(Excerpts from annotation records)
START
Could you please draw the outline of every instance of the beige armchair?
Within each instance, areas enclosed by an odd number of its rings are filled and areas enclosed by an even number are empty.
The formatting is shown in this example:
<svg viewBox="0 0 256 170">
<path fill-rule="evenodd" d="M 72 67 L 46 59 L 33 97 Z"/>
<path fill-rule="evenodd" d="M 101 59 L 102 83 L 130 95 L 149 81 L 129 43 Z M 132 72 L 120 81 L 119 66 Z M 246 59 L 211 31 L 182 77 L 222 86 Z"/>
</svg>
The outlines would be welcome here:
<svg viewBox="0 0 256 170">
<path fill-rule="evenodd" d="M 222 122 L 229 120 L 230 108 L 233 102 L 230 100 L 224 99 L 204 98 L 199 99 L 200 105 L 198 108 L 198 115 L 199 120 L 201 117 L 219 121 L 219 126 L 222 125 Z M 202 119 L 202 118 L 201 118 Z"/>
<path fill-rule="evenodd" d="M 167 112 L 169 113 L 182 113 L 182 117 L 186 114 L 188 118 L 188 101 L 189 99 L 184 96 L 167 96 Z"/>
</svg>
END
Given request:
Retype every line of the entries above verbatim.

Problem solution:
Could you please draw the outline of every instance of the beige armchair?
Within each instance, areas enclosed by an odd number of its rings are filled and areas enclosed by an even number are empty.
The formatting is shown in this example:
<svg viewBox="0 0 256 170">
<path fill-rule="evenodd" d="M 72 67 L 46 59 L 33 97 Z"/>
<path fill-rule="evenodd" d="M 101 59 L 102 83 L 130 95 L 149 81 L 129 43 Z M 132 72 L 120 81 L 119 66 Z M 246 59 L 211 31 L 182 77 L 222 86 Z"/>
</svg>
The outlines would be welcome here:
<svg viewBox="0 0 256 170">
<path fill-rule="evenodd" d="M 222 122 L 229 120 L 230 108 L 233 102 L 230 100 L 224 99 L 204 98 L 199 99 L 200 105 L 198 108 L 198 115 L 199 120 L 201 117 L 219 121 L 219 126 L 222 125 Z M 202 119 L 202 118 L 201 118 Z"/>
<path fill-rule="evenodd" d="M 167 112 L 169 113 L 182 113 L 182 117 L 186 114 L 188 118 L 188 101 L 189 99 L 184 96 L 167 96 Z"/>
</svg>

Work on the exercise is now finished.